TASK: Gather each line below that contains the string "window", and copy those lines out. Case matters.

━━━ ENTRIES SUPPLIED

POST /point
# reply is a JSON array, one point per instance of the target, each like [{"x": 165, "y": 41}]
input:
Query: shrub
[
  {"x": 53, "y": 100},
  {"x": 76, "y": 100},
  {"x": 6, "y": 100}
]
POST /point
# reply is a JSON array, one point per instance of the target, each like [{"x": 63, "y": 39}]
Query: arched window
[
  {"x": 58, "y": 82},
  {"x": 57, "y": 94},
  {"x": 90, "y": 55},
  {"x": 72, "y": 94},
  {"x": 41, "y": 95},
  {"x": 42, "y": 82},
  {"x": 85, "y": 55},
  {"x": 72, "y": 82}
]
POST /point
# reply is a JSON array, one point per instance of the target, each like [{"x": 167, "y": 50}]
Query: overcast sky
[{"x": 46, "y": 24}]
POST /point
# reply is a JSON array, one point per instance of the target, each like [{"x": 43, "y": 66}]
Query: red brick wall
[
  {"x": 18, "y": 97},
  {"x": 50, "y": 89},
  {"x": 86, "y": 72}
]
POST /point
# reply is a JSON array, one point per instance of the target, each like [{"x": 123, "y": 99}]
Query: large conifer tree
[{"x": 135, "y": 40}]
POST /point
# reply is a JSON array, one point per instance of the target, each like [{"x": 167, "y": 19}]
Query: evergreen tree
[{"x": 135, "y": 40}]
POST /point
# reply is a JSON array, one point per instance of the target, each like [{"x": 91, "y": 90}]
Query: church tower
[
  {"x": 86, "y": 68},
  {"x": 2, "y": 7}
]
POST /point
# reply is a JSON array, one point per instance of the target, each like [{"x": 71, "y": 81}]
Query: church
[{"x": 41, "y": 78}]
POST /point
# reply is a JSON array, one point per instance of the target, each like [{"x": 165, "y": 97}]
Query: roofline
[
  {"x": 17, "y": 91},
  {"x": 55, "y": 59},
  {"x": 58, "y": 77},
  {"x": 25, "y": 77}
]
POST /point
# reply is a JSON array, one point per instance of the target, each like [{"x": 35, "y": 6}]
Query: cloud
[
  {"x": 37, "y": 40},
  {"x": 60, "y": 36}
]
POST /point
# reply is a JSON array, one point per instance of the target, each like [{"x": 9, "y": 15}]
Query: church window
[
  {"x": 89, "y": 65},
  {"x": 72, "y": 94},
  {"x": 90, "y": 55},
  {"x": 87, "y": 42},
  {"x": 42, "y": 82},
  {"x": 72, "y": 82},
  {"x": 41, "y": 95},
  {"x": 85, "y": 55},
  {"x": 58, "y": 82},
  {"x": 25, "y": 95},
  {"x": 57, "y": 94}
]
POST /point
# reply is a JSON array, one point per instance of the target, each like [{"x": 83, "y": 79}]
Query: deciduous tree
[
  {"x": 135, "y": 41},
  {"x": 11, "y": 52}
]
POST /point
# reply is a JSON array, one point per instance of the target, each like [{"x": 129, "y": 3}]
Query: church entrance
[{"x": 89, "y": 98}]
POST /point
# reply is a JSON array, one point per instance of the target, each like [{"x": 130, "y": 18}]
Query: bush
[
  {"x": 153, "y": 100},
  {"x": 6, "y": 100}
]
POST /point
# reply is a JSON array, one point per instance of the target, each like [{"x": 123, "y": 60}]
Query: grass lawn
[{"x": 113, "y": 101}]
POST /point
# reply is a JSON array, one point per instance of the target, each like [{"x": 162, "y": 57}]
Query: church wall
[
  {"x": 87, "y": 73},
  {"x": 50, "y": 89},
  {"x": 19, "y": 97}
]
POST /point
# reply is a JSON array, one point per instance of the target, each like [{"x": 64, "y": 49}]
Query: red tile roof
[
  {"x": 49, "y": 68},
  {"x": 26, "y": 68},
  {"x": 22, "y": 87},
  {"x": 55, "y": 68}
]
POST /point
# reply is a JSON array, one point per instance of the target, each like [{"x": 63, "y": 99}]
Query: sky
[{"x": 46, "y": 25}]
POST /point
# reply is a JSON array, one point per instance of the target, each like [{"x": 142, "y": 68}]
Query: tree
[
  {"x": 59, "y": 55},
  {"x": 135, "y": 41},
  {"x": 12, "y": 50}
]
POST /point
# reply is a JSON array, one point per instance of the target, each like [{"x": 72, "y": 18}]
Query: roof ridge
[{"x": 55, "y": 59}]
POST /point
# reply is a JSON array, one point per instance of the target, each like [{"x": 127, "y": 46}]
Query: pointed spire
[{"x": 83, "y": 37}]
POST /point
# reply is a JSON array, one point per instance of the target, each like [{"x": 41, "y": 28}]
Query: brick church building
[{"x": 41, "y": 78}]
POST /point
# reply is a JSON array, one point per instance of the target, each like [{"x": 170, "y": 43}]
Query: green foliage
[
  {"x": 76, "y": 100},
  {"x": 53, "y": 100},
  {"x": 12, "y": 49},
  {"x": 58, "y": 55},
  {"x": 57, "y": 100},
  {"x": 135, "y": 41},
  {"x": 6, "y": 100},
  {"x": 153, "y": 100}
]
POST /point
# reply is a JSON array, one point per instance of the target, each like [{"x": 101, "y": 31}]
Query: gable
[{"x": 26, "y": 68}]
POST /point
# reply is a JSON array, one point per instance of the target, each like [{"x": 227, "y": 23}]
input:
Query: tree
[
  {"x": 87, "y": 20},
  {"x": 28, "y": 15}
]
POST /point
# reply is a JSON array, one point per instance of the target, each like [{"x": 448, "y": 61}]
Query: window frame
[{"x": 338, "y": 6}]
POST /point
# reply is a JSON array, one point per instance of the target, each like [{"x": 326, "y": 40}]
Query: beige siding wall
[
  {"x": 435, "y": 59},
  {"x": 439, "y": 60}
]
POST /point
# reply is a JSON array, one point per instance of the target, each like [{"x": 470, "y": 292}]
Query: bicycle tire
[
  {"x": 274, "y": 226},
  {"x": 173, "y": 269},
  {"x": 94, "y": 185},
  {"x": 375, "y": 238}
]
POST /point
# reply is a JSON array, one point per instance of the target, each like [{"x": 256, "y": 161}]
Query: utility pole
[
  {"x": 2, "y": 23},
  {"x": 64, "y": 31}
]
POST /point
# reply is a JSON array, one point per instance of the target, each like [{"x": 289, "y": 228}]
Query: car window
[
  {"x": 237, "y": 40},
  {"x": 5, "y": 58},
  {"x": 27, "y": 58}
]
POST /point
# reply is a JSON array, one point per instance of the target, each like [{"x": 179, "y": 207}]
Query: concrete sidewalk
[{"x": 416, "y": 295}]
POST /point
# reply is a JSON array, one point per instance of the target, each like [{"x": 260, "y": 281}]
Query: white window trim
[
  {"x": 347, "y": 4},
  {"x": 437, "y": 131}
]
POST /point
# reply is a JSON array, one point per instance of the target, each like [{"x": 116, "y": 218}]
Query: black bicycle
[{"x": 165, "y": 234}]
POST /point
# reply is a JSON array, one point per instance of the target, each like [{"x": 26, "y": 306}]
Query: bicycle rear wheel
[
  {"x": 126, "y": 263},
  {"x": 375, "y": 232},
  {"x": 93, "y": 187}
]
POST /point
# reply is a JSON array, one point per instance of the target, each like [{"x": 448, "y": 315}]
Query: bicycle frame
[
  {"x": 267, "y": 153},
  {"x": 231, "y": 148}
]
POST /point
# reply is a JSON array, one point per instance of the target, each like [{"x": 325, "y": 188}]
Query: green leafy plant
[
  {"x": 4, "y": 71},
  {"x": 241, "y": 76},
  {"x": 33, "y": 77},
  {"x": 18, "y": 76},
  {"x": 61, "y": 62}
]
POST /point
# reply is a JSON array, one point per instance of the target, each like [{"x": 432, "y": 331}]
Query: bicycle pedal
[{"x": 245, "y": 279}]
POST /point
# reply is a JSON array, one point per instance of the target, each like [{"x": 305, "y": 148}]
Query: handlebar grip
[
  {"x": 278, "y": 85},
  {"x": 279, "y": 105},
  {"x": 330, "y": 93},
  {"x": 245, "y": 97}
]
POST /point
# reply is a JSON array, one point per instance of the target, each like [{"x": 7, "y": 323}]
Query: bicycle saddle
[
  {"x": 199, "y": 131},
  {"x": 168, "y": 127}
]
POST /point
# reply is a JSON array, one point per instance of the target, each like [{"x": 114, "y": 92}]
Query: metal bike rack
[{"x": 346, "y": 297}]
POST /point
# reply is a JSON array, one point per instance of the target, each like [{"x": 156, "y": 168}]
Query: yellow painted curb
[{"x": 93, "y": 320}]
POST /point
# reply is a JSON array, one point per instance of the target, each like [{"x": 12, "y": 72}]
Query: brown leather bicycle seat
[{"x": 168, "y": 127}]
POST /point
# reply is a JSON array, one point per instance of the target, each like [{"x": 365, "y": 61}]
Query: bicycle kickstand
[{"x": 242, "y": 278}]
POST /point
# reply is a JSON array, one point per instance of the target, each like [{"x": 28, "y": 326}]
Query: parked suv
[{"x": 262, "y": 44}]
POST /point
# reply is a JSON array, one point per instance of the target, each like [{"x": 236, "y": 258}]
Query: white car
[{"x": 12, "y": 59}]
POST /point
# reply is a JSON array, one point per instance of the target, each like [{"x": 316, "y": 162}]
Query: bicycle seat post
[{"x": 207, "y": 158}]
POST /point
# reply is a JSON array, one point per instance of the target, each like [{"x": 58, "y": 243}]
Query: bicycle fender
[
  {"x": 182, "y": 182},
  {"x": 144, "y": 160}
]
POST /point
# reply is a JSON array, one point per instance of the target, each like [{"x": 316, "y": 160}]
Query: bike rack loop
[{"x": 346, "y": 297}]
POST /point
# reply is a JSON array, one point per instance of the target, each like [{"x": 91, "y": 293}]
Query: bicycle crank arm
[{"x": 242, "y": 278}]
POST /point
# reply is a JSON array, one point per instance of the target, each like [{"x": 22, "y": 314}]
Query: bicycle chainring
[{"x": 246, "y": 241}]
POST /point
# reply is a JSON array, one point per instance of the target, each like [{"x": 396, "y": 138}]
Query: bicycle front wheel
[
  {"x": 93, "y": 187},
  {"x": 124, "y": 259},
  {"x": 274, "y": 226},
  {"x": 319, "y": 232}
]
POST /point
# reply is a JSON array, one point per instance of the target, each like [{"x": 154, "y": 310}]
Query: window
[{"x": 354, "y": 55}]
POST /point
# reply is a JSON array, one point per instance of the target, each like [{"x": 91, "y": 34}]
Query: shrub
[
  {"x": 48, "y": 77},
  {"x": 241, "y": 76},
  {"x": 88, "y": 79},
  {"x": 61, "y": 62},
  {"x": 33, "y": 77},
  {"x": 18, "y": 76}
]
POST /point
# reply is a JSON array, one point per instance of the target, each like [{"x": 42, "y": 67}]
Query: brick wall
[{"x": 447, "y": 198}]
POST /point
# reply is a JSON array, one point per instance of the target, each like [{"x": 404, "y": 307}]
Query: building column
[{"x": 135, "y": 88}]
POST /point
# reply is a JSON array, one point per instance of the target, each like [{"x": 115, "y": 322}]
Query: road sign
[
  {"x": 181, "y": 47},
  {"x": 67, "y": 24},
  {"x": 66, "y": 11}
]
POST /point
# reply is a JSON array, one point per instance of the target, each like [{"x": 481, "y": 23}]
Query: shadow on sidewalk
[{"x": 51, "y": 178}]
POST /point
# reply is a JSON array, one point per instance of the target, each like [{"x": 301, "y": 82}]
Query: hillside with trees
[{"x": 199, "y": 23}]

━━━━━━

OUTPUT:
Query: arched window
Query: church window
Query: window frame
Query: car window
Query: white window trim
Query: window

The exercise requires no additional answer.